**DOCUMENT EXTRACT**
=-=-=-=-=
Helping out one of the least of these, my brothers

Baby skunk, courtesy Wikimedia Commons
I am a world-changer, at heart. I have led a privileged life, not without its challenges; but it still provides a stable place from which I feel an obligation to afflict the comfortable and comfort the afflicted.

Sometimes, you never know what impact you’re going to have on the world, as we learned this week from the San Jose Mercury News’ Paul Rogers.

I got a lot of value from his presentation on good writing and working a regular news beat. And not just because his name combines those of my father and one of my brothers.

Cartoon by Gary Williams, Wikimedia Commons

 

He didn’t know it at the time, but he changed the world simply by writing about skunks, those much-maligned creatures who happen to find yogurt irresistible and Yoplait containers inescapable. His attention to the issue and the brilliant way he hold the story helped to score a big victory for humane activists who had been having a hard time getting the attention of the corporate giant General Mills.
=-=-=-=-=
**STATED GOAL A**
In the post about skunks and Yoplait, how would you put this sentence into Spanish: "I got a lot of value from his presentation on good writing and working a regular news beat."
**STATED GOAL B**
Can you write out the passage of the post about skunks and Yoplait starting with "Baby skunk, courtesy" and going on through "News’ Paul Rogers."?
=-=-=-=-=
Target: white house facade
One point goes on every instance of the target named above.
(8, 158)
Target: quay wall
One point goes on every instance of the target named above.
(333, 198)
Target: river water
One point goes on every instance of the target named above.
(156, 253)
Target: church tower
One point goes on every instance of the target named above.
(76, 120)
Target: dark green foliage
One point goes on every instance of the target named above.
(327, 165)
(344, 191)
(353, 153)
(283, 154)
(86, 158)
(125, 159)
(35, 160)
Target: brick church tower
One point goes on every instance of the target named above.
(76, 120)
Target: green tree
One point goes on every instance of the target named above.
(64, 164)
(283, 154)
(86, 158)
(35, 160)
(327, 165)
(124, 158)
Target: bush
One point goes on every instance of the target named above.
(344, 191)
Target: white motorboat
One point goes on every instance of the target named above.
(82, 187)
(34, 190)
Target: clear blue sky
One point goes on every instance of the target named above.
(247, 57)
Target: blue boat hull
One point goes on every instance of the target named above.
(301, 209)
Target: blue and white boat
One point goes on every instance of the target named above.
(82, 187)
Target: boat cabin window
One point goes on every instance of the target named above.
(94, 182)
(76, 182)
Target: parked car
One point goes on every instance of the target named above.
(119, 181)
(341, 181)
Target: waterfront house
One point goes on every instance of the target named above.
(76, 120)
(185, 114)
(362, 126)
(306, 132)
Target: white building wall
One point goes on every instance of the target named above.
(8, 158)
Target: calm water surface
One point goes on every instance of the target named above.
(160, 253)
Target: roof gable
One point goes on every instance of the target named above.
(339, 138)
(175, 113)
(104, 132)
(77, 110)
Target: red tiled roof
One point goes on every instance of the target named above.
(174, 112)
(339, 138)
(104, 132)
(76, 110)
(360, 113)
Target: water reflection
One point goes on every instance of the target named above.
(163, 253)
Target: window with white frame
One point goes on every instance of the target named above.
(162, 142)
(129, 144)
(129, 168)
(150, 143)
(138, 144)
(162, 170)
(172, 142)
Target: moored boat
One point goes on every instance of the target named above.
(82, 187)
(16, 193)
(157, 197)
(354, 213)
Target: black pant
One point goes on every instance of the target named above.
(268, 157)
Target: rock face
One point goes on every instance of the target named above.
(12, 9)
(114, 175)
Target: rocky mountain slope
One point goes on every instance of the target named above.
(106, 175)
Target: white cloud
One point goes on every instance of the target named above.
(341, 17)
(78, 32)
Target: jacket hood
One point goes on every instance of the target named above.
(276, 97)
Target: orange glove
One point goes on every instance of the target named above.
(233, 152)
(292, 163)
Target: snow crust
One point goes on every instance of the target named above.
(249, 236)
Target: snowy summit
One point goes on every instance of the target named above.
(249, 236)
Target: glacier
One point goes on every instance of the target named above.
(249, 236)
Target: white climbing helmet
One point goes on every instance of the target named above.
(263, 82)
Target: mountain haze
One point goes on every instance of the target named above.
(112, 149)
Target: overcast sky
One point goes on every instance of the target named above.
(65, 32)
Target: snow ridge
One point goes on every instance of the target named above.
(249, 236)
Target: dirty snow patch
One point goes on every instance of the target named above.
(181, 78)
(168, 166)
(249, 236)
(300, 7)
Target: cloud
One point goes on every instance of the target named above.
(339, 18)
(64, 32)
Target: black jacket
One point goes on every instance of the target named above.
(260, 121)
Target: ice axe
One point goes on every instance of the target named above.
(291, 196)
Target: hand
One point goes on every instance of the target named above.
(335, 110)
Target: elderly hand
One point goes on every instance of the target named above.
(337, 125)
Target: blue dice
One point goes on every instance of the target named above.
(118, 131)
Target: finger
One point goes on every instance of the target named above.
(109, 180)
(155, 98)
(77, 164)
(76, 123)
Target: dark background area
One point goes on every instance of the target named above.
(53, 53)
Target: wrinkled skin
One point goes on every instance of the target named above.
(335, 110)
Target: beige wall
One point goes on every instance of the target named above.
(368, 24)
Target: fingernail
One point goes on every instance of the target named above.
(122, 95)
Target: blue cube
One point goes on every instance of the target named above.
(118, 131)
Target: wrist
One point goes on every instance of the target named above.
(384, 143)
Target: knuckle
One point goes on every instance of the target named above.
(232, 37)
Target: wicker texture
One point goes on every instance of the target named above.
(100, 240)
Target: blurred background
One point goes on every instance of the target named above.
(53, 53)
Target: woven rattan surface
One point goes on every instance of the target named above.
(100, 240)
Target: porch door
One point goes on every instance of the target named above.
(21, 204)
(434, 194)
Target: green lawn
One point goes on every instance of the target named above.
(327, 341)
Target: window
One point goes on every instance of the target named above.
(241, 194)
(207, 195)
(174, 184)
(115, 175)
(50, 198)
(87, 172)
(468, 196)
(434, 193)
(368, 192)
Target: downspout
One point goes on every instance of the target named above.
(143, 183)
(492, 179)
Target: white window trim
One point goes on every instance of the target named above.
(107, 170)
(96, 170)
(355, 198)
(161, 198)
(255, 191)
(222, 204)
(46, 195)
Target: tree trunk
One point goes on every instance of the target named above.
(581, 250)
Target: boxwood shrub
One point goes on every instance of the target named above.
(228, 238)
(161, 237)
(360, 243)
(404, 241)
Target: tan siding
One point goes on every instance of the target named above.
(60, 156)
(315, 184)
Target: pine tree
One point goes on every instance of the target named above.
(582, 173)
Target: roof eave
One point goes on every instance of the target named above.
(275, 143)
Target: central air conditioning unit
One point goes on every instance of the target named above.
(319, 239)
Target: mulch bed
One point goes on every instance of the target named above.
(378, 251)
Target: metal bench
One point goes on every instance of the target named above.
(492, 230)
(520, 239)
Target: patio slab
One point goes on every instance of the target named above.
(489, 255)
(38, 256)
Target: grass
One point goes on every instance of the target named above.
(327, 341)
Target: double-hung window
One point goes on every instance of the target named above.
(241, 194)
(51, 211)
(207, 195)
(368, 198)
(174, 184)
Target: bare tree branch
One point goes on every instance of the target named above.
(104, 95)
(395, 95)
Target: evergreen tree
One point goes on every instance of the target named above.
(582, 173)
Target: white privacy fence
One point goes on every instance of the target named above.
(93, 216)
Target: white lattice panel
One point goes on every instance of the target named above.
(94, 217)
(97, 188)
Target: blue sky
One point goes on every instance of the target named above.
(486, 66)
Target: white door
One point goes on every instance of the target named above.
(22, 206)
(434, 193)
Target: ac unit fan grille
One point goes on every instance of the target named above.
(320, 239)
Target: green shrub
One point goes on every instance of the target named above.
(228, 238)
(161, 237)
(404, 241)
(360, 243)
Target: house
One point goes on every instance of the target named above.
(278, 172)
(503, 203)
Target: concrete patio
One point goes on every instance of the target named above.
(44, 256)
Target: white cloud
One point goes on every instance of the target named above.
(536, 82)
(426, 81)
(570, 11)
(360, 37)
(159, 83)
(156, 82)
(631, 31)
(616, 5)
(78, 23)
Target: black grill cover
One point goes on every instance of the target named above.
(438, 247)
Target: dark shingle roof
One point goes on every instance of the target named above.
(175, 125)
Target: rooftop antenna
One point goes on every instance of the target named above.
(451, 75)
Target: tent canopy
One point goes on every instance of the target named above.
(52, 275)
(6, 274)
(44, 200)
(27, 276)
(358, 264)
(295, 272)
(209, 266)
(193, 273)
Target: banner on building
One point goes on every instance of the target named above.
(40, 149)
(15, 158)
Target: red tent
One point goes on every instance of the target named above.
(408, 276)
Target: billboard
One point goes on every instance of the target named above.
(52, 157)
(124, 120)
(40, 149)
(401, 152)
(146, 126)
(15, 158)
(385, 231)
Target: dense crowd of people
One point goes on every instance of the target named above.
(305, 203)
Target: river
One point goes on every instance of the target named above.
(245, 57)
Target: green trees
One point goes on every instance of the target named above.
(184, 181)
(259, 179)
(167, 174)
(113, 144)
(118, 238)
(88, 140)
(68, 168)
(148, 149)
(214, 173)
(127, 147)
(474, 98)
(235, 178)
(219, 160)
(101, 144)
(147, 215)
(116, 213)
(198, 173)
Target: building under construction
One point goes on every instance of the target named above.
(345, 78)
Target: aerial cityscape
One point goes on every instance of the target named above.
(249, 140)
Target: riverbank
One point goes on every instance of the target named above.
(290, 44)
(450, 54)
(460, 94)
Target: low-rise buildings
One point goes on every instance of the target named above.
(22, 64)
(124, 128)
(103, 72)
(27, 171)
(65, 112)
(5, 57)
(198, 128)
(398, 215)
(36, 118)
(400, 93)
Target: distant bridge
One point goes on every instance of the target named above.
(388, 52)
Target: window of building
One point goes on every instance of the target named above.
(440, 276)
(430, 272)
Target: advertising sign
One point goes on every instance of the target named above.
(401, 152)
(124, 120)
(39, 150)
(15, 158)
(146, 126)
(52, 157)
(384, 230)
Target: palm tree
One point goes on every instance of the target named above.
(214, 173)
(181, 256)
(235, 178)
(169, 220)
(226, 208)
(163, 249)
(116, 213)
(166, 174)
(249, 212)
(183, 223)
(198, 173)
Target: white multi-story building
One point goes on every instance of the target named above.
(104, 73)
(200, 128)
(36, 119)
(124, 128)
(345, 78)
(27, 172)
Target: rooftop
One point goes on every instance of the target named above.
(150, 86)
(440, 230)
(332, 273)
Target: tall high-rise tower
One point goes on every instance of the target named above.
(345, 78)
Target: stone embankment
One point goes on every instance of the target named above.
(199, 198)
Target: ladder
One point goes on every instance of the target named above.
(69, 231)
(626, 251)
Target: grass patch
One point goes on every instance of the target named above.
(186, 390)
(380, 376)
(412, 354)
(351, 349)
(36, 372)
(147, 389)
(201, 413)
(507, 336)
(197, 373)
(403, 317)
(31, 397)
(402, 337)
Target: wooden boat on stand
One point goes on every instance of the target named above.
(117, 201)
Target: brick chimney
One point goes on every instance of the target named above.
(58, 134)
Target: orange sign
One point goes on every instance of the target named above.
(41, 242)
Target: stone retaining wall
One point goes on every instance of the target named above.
=-=-=-=-=
**EXERCISE SOLUTION A**
Saqué mucho provecho de su presentación sobre la buena redacción y sobre cómo cubrir de forma regular un área informativa.

**EXERCISE SOLUTION B**
Baby skunk, courtesy Wikimedia Commons
I am a world-changer, at heart. I have led a privileged life, not without its challenges; but it still provides a stable place from which I feel an obligation to afflict the comfortable and comfort the afflicted.

Sometimes, you never know what impact you’re going to have on the world, as we learned this week from the San Jose Mercury News’ Paul Rogers.